## TASK OBJECTIVE
Below are the records; give the number of their lines that contain the word "mask" and nothing more.

## RECORDS TO PROCESS
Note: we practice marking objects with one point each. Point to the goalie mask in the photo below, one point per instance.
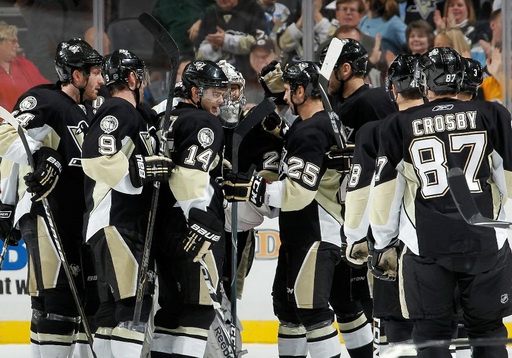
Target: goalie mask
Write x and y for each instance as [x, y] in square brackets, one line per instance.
[443, 69]
[473, 76]
[232, 108]
[72, 55]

## TASK RESULT
2